SELECTED TEXT START

The Buddha responded saying, “The monks and priests are returning from a Ango-retreat. Why not offer your hospitality and entertain them with a feast on that day as an act of of Dana?” As suggested, Mogallana offered a bountiful meal to the large number of monks. Consequently, Mogallana’s mother was saved from hell. The day that the feast was offered to the monks is said to be the origin of O-bon. Another book says that when Mogallana saw that his mother was saved, he danced with joy. Some say this was the reason why we have Bon Dances.
The important question for this story is why did Mogallana’s mother fall into hell? For Mogallana, his mother was very caring; the perfect mother. Like any parent, she would do anything for him, no matter what. It is only natural for any parent to think that his own child is the greatest. You might say that this feeling is selfish and apart from the heart of Dana. Or, such parents love their children regardless of the sins they may commit. Without understanding such passions in parents, children feel they grew up on their own strengths and merits. In Mogallana’s case, a mother’s love for her child can be so deep yet so blind that it might be considered an error or flaw; a blind passion.

SELECTED TEXT END
RECORD SET START

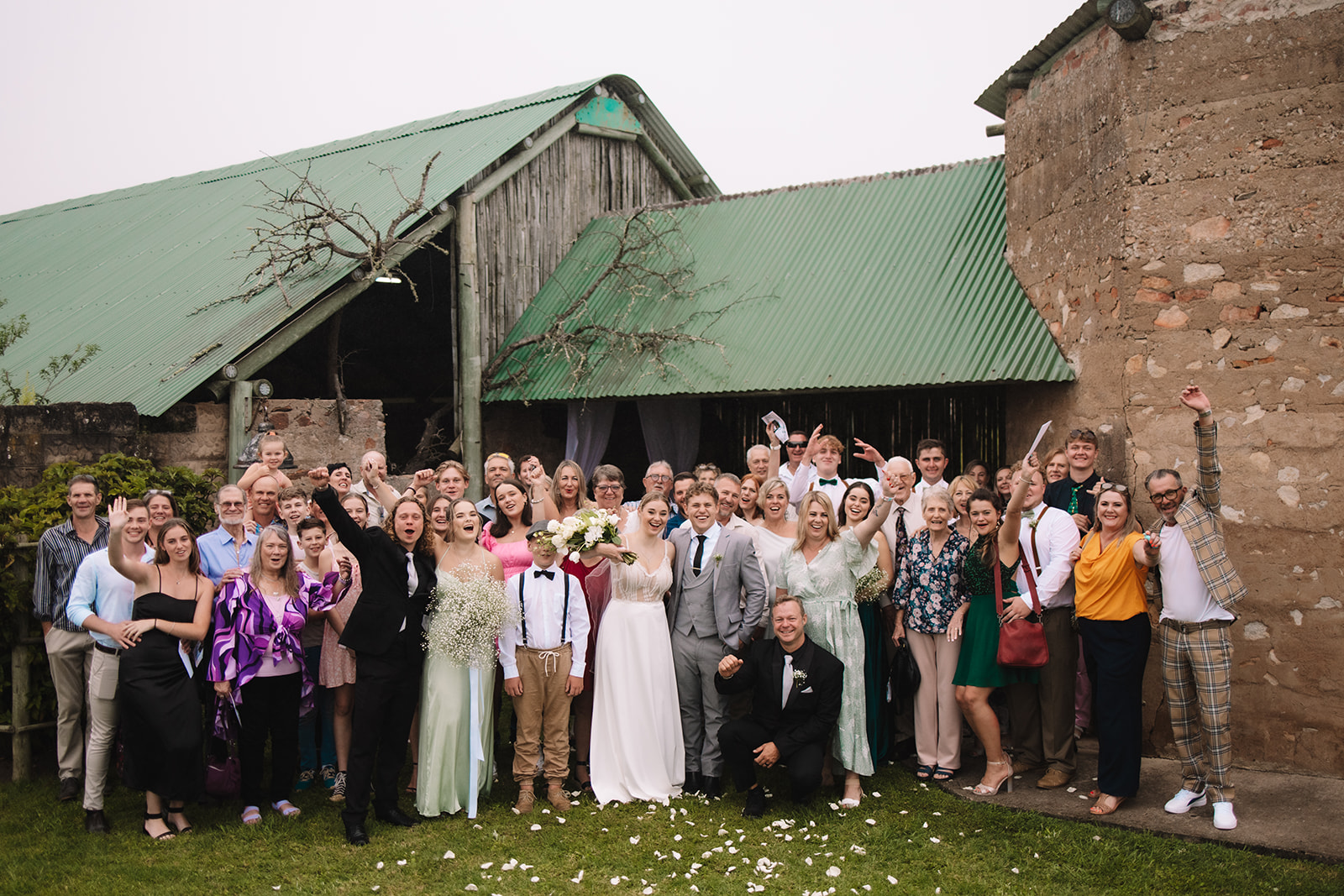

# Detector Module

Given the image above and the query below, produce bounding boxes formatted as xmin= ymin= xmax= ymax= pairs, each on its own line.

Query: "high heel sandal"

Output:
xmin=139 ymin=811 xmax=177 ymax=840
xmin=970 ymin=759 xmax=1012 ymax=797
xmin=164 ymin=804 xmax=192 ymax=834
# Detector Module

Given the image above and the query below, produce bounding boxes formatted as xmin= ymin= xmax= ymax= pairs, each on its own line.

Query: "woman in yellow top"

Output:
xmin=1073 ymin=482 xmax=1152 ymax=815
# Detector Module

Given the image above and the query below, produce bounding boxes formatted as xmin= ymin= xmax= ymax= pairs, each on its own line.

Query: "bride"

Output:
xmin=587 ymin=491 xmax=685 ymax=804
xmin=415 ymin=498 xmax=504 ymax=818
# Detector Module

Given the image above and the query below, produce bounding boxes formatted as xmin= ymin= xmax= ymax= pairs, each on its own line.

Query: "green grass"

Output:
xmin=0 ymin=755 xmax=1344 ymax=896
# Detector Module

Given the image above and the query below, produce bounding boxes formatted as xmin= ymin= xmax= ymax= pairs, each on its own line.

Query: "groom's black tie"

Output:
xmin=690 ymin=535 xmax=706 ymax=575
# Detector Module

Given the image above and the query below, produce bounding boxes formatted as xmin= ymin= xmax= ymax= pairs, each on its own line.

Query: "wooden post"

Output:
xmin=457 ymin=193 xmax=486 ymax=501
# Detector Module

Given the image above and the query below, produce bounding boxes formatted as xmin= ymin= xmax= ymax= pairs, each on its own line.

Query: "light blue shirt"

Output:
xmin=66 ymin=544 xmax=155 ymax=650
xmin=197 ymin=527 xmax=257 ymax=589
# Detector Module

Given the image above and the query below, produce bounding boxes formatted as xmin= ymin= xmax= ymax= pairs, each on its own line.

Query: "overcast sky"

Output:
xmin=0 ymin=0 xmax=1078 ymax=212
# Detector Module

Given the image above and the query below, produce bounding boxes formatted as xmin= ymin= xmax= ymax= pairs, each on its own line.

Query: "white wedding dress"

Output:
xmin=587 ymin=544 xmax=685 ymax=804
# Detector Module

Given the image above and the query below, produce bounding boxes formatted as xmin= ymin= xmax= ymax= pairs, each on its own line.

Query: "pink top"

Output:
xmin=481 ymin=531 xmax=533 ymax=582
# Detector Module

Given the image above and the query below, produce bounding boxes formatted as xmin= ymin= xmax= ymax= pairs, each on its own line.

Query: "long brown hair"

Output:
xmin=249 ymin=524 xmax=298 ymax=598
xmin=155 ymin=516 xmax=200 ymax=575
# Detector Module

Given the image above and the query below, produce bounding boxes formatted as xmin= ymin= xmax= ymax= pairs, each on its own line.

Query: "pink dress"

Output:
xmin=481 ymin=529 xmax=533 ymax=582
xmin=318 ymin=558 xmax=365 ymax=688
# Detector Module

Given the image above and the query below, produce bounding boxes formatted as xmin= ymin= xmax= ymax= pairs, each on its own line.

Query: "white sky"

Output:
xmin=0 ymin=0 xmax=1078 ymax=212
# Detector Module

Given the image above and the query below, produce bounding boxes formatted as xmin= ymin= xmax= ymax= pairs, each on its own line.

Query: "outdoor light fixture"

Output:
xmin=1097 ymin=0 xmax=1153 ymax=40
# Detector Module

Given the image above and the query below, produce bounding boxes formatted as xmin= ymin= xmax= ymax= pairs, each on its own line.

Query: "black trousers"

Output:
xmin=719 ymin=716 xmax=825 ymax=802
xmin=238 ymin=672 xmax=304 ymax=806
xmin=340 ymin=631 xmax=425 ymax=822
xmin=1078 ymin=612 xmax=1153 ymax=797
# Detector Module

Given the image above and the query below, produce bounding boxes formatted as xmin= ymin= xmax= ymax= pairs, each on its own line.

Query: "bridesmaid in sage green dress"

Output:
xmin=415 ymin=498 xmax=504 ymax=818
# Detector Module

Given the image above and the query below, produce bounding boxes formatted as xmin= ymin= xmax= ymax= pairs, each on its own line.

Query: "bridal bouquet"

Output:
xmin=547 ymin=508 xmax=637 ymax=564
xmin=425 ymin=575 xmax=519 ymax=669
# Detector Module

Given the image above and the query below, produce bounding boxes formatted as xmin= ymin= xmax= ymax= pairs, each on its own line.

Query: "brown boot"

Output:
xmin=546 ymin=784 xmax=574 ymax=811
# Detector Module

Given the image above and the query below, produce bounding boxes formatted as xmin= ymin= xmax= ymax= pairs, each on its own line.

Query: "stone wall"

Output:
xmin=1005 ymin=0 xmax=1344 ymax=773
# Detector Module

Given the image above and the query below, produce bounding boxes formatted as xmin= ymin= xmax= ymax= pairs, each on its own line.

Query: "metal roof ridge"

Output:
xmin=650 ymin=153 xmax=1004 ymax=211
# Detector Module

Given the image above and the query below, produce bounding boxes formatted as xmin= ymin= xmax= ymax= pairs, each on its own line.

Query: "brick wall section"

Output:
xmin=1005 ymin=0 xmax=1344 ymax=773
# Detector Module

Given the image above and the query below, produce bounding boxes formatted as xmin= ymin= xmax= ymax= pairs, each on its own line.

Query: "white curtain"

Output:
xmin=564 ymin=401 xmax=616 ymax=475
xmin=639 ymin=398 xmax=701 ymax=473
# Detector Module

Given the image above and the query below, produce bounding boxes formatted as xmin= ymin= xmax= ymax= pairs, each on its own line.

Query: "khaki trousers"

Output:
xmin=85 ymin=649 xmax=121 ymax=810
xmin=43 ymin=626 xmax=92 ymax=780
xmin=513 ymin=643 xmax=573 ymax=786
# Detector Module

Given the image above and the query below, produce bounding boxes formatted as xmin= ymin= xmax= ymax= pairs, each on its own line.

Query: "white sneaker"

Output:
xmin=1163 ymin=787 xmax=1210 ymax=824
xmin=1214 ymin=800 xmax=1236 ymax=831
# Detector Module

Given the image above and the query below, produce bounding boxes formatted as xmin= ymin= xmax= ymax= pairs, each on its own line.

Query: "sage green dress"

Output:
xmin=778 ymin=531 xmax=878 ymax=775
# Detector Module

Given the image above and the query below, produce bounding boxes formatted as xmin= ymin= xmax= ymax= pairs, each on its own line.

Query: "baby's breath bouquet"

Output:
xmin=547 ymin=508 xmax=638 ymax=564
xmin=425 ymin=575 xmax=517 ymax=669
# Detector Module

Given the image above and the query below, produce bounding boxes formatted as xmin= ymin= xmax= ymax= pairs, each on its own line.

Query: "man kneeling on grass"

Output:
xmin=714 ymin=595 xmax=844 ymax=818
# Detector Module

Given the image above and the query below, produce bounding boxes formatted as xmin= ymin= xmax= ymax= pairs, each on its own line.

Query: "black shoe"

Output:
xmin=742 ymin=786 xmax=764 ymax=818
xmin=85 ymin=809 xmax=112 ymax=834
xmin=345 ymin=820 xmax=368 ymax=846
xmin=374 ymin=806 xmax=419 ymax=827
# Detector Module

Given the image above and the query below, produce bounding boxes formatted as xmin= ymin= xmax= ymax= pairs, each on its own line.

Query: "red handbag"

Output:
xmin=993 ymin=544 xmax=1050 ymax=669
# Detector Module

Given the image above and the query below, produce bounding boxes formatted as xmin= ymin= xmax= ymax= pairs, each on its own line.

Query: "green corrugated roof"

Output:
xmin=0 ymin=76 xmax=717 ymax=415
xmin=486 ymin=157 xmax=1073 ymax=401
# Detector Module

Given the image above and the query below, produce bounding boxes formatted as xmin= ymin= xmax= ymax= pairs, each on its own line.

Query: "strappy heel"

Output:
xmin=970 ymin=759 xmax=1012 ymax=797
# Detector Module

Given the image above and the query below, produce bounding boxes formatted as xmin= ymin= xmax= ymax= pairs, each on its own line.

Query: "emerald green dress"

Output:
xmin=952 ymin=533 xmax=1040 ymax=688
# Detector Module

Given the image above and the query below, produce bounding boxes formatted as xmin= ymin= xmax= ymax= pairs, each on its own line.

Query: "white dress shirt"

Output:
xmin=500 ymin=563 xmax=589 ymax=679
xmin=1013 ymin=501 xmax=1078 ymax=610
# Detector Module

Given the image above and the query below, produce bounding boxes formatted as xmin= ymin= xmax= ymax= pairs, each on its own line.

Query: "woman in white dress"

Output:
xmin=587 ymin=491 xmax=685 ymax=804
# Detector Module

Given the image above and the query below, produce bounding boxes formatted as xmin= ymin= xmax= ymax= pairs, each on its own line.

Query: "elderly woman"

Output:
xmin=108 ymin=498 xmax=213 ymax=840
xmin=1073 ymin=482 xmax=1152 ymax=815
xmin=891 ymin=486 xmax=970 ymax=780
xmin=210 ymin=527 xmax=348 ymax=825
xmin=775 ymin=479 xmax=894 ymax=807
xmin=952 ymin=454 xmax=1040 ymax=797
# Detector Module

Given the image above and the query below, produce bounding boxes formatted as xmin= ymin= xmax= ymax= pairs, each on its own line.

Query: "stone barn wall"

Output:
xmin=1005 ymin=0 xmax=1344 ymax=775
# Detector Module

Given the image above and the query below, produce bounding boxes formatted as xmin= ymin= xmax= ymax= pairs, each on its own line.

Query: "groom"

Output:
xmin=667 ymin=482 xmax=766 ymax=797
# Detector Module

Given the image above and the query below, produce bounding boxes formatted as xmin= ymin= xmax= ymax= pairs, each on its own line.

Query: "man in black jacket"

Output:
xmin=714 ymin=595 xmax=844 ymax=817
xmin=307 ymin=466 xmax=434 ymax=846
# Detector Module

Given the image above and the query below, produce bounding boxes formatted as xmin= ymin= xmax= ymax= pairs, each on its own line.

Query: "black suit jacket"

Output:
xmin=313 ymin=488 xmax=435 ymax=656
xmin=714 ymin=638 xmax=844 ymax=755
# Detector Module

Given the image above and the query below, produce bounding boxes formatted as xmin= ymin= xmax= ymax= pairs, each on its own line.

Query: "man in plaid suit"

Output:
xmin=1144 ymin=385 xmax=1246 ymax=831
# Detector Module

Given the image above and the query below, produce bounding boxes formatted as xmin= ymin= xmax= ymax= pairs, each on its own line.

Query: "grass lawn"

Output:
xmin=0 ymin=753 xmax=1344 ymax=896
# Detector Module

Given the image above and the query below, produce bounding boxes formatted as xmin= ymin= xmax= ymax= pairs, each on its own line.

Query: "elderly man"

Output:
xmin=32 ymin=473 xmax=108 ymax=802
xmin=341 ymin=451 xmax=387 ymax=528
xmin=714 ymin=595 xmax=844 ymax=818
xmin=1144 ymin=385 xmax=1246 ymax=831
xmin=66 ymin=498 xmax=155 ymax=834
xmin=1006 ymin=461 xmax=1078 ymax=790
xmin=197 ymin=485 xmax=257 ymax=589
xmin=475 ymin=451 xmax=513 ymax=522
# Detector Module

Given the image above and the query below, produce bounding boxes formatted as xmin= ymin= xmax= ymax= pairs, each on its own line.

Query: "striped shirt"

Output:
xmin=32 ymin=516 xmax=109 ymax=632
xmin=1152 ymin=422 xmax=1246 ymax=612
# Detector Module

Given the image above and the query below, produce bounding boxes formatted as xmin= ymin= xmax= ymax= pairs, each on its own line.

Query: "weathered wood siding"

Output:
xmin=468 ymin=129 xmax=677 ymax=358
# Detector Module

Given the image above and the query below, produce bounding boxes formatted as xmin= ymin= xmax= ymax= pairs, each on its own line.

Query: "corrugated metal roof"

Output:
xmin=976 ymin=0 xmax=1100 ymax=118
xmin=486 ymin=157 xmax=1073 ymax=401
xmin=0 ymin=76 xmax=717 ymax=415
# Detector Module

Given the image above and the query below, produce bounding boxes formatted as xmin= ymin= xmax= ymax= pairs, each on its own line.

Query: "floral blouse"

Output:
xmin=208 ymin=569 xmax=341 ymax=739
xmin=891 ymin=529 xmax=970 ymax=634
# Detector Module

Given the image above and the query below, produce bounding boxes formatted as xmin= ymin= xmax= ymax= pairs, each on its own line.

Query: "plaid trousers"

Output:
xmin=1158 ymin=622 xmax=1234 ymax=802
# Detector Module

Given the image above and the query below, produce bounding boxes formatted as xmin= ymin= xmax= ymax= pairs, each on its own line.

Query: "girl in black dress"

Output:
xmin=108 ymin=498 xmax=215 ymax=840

RECORD SET END

> [PROMPT]
Transcribe the passage about Mogallana and O-bon starting with "The Buddha responded" and going on through "have Bon Dances.". Draw solely on the passage about Mogallana and O-bon, not on the listing.

> [THE COMPLETED TASK]
The Buddha responded saying, “The monks and priests are returning from a Ango-retreat. Why not offer your hospitality and entertain them with a feast on that day as an act of of Dana?” As suggested, Mogallana offered a bountiful meal to the large number of monks. Consequently, Mogallana’s mother was saved from hell. The day that the feast was offered to the monks is said to be the origin of O-bon. Another book says that when Mogallana saw that his mother was saved, he danced with joy. Some say this was the reason why we have Bon Dances.